Stored dataset items:
** BEGIN **
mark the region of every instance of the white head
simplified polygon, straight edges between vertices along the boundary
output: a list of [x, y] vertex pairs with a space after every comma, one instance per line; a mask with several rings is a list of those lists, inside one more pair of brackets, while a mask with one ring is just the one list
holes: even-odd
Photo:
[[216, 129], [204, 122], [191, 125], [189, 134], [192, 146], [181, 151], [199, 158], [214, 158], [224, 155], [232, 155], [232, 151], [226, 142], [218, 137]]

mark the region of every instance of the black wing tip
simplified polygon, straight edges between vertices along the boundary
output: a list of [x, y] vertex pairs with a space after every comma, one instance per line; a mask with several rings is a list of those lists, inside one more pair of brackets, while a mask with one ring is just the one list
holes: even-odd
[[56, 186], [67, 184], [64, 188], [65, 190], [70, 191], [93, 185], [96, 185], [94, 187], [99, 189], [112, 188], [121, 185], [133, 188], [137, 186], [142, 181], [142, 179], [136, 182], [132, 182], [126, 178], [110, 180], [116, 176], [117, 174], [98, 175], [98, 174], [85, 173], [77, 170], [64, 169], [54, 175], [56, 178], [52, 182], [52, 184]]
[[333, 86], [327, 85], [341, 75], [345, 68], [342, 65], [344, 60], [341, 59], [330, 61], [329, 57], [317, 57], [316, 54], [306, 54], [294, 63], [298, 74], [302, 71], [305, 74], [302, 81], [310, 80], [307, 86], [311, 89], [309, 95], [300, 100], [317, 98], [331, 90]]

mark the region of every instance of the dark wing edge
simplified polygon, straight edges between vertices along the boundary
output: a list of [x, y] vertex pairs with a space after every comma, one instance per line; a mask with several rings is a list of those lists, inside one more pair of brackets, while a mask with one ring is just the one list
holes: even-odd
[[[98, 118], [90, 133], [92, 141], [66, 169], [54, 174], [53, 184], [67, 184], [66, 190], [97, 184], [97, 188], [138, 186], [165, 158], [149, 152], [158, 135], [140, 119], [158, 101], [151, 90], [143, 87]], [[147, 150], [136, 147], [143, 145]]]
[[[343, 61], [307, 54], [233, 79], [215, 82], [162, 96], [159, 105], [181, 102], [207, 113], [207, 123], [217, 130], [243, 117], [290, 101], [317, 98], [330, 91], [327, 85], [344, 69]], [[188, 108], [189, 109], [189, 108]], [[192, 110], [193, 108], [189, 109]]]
** END **
§ What you have to do: Reproduce the data above, swapping every "even-odd" for "nonzero winding" and leaving everything else as it is.

§ Problem solution:
mark the region of every instance of the white head
simplified polygon, straight edges between vertices along the boundary
output: a list of [x, y] vertex pairs with a space after every comma, one instance per line; a mask with several rings is a list of those lists, inside one more pair of brackets, while a mask with one ring is just the one list
holes: nonzero winding
Photo:
[[216, 129], [204, 122], [191, 125], [189, 134], [192, 146], [181, 151], [199, 158], [214, 158], [224, 155], [232, 155], [232, 151], [226, 142], [218, 137]]

mark the region of every instance of the black wing tip
simplified polygon, straight edges between vertices along the boundary
output: a list of [x, y] vertex pairs with a space after every comma, one instance per line; a mask with several rings is a list of those lists, inside one more pair of brackets, while a mask with one ring is just the one list
holes: nonzero winding
[[56, 186], [67, 184], [64, 188], [65, 190], [70, 191], [93, 185], [96, 185], [94, 187], [99, 189], [112, 188], [121, 185], [133, 188], [137, 186], [142, 181], [142, 179], [136, 182], [132, 182], [126, 178], [110, 180], [116, 176], [117, 174], [98, 175], [98, 174], [85, 173], [77, 170], [64, 169], [54, 175], [56, 178], [52, 182], [52, 184]]
[[333, 86], [327, 85], [341, 75], [345, 68], [342, 65], [344, 60], [341, 59], [330, 61], [329, 57], [317, 57], [316, 54], [306, 54], [294, 63], [298, 74], [302, 71], [305, 74], [302, 81], [310, 80], [307, 86], [311, 89], [309, 95], [300, 100], [317, 98], [331, 90]]

mark the region of every instance of the dark wing edge
simplified polygon, straight edges between vertices along the boundary
output: a list of [x, y] vertex pairs with a space after every comma, one instance per line; a mask with several rings is a list of those lists, inside one more pair of brackets, while a mask with one ring is just the one list
holes: nonzero winding
[[[98, 118], [90, 133], [92, 141], [66, 169], [54, 174], [53, 184], [67, 184], [66, 190], [97, 184], [97, 188], [138, 186], [165, 158], [149, 152], [158, 135], [140, 119], [158, 101], [151, 90], [143, 87]], [[147, 150], [136, 147], [143, 145]]]
[[[343, 61], [307, 54], [233, 79], [215, 82], [162, 96], [159, 105], [181, 102], [207, 113], [207, 123], [217, 130], [243, 117], [290, 101], [317, 98], [330, 91], [327, 85], [344, 69]], [[188, 108], [189, 109], [189, 108]], [[192, 110], [193, 108], [189, 109]]]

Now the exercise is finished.